:: DATA ::

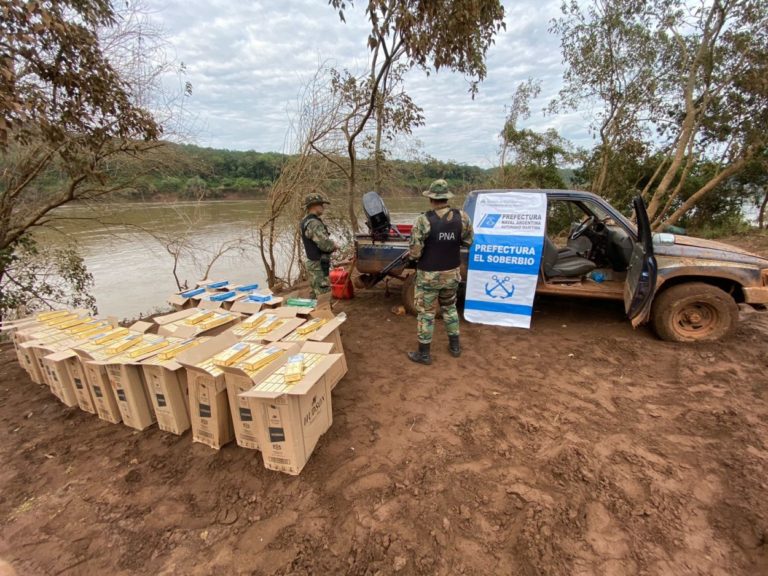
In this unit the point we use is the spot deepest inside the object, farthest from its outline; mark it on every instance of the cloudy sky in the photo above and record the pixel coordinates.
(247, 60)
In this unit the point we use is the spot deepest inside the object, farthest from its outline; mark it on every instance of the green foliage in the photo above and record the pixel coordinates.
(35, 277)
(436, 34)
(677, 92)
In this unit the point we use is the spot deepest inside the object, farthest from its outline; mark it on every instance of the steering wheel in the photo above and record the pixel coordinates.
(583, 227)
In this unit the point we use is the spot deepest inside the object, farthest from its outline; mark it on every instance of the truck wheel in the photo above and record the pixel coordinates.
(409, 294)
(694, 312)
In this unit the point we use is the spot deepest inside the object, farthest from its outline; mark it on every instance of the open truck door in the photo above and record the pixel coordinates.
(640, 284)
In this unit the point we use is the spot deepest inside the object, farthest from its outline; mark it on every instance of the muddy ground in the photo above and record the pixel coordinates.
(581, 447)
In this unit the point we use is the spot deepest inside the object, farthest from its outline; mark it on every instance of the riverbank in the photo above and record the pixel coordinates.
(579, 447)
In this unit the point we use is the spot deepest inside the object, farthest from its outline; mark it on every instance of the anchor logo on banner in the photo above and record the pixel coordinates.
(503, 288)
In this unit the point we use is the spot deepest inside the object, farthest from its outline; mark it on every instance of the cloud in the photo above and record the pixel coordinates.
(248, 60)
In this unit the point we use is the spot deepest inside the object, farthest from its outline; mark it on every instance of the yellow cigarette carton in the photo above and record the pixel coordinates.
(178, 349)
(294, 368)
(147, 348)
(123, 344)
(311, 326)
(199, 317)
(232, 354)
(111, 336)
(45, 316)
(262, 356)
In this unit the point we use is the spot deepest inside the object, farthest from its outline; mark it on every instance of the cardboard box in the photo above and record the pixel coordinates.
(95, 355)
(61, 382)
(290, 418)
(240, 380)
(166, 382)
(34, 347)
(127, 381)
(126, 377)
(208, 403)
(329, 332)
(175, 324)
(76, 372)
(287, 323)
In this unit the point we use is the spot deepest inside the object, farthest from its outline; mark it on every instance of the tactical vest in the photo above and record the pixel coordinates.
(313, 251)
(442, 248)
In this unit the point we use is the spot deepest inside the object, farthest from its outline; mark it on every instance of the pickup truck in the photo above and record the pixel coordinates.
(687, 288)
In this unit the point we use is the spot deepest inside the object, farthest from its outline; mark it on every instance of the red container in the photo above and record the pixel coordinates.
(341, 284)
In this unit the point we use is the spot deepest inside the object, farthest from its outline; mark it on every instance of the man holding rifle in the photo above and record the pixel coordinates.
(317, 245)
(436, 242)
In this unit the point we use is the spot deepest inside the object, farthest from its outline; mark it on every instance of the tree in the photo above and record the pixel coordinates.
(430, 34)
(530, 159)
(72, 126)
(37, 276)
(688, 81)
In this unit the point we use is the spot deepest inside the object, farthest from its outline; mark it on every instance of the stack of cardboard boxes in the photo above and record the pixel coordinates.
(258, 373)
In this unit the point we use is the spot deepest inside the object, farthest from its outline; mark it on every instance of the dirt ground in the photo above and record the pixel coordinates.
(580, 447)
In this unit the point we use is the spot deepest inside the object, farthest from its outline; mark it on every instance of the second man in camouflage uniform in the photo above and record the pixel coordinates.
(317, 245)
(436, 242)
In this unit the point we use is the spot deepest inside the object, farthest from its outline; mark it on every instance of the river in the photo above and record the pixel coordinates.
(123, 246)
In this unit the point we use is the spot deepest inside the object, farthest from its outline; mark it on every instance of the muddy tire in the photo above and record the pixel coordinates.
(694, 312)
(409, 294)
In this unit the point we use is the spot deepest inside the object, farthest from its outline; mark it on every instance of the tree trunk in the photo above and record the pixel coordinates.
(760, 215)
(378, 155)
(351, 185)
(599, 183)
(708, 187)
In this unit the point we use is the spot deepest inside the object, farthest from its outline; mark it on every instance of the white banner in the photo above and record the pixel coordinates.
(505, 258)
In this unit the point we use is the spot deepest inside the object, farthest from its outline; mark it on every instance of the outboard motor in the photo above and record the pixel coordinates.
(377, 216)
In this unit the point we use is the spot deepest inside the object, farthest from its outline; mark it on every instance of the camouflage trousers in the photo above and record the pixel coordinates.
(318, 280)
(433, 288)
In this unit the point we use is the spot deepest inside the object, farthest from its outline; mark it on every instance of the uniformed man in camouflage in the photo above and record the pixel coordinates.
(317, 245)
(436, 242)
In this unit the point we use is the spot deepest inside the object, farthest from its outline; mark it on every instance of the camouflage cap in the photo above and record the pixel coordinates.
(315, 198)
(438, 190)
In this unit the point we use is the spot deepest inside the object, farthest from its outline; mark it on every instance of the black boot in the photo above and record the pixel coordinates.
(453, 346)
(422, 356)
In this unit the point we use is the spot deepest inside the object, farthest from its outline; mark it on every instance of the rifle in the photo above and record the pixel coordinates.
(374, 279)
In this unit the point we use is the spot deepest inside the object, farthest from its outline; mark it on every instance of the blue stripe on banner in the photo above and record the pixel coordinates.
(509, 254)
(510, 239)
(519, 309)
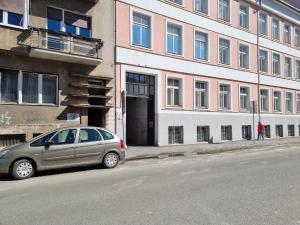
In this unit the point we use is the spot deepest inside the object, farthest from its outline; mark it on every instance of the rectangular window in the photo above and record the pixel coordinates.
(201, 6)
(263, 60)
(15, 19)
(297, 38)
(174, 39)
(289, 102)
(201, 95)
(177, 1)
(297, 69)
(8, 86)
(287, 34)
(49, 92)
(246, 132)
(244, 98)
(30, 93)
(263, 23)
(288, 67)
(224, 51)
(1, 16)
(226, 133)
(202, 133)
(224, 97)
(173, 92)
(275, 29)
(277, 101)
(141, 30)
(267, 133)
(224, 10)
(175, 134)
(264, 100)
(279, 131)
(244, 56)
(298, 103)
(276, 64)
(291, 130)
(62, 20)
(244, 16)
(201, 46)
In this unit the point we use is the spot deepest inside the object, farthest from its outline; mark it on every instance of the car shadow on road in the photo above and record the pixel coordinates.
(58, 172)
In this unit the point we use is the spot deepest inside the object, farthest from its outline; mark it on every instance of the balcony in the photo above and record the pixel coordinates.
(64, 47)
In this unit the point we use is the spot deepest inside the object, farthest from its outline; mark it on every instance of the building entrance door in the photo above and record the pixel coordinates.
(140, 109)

:: REQUIREMENTS ::
Write out again the lines from the one containing "of the rifle" through the end of the lines above, requests included, shifting each pixel coordinate in the answers by adding 65 to both of its numbers. Give only those lines, and leave the pictures out.

:: ANSWER IN FULL ::
In this unit the point we use is the spot deepest inside the object, farthest from its outline; mark it on every instance of the rifle in the photo above and record the pixel coordinates.
(439, 344)
In this unit the point we use is the spot deepest inside the object, farthest from its outline; mark it on every instance of the blue stripe on banner in the photo above and record the pixel coordinates.
(574, 319)
(575, 304)
(584, 374)
In this unit the point we use is the spot deepest inside the object, farthest from its outline; mark it on every instance of the rectangular window in the photo above and record the pixel coordinates.
(266, 71)
(328, 125)
(80, 84)
(362, 103)
(239, 104)
(354, 167)
(266, 160)
(242, 66)
(362, 134)
(73, 151)
(352, 99)
(114, 157)
(311, 197)
(309, 163)
(95, 158)
(328, 88)
(353, 132)
(289, 116)
(66, 81)
(291, 198)
(267, 198)
(289, 162)
(238, 157)
(340, 94)
(342, 166)
(206, 95)
(332, 198)
(289, 75)
(240, 199)
(329, 165)
(344, 196)
(309, 121)
(363, 168)
(341, 129)
(356, 195)
(127, 85)
(309, 81)
(266, 111)
In this unit the point we use is the spot deepest inside the object, farthest from its outline; mark it on every instance of the car shadow on road in the photo above and record the pixel coordinates.
(123, 237)
In this unit the point we use is the spot deepest inside the object, farthest from its outline; mark it on every instance of the balcony in the photo above and record the pixel coordinates.
(129, 112)
In this unit the point we use is the spot deepest inside the object, farthest from its outline; mark it on every instance of the building entrance door in the photo above and record the pixel coordinates.
(205, 174)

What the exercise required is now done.